[[ MATERIAL SUPPLIED, beginning ]]

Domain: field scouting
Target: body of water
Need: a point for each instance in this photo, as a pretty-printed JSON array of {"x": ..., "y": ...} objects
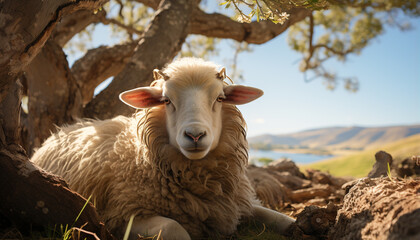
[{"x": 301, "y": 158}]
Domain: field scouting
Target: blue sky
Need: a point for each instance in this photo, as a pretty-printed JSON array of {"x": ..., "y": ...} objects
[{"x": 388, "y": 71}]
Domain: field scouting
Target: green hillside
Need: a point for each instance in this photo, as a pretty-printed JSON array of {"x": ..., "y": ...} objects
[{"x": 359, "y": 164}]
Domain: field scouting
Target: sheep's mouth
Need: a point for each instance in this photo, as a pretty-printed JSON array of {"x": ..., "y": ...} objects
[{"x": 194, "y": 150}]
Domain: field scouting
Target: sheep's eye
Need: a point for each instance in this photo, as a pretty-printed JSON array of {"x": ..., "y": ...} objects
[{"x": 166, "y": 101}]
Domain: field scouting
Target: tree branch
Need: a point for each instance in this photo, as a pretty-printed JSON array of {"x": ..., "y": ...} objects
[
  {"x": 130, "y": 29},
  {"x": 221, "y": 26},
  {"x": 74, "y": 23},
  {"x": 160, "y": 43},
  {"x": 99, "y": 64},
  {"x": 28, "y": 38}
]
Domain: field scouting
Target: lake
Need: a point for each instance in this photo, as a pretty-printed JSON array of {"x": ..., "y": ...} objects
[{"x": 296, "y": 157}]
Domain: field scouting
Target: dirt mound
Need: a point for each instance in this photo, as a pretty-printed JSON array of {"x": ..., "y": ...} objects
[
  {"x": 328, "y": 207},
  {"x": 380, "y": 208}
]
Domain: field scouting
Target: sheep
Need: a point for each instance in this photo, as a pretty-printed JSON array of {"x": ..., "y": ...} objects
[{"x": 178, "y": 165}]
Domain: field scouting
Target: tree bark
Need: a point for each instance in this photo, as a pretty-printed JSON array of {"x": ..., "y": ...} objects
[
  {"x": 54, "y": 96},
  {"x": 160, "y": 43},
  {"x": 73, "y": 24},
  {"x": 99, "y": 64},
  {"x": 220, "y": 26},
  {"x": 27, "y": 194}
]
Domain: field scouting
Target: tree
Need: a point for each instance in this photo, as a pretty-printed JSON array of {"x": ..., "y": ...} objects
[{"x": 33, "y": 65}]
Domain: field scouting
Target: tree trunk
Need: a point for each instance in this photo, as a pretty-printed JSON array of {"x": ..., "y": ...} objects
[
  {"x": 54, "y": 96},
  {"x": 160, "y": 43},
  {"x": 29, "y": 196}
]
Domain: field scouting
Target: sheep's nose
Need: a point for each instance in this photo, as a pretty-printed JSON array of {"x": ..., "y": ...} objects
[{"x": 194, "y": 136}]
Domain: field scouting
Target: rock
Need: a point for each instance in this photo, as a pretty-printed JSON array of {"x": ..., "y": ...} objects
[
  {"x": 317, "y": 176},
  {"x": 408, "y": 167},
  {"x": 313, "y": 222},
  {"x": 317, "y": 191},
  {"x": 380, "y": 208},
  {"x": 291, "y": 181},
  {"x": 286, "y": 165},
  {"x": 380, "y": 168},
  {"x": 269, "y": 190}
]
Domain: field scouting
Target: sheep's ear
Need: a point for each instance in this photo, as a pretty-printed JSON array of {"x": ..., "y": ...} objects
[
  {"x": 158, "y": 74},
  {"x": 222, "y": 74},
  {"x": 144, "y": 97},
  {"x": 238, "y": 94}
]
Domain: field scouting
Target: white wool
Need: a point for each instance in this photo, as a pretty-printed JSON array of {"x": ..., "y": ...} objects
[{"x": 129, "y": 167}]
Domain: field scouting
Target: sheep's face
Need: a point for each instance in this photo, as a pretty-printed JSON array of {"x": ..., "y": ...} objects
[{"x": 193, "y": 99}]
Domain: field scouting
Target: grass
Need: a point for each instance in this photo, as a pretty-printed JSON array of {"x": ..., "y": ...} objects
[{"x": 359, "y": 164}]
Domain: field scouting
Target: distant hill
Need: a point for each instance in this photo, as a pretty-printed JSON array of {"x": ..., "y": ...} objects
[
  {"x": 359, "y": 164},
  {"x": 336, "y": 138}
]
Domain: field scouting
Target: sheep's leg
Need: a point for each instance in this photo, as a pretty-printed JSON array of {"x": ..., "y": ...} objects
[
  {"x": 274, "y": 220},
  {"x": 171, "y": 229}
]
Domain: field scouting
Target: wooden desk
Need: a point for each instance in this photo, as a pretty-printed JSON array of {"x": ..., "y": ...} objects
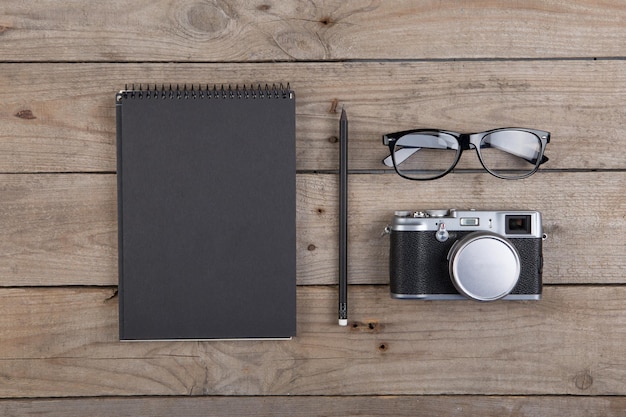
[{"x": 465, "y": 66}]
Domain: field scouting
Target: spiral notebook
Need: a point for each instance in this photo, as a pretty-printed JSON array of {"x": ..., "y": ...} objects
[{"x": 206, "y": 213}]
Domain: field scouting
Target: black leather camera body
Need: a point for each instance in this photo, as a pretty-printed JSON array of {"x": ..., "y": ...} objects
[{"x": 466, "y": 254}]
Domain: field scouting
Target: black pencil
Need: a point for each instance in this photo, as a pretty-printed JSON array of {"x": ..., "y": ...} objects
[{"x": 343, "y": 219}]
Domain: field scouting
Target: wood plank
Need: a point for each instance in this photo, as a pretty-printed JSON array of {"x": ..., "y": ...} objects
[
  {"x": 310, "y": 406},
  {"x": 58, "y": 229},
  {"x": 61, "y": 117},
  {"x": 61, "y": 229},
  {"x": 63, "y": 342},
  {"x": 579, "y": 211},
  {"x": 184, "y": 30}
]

[[ MATERIAL SUPPLIED, end ]]

### ASSIGNED TASK
Look through the entries above and say how many lines hold the word "sheep", giving the number alone.

### TASK ANSWER
7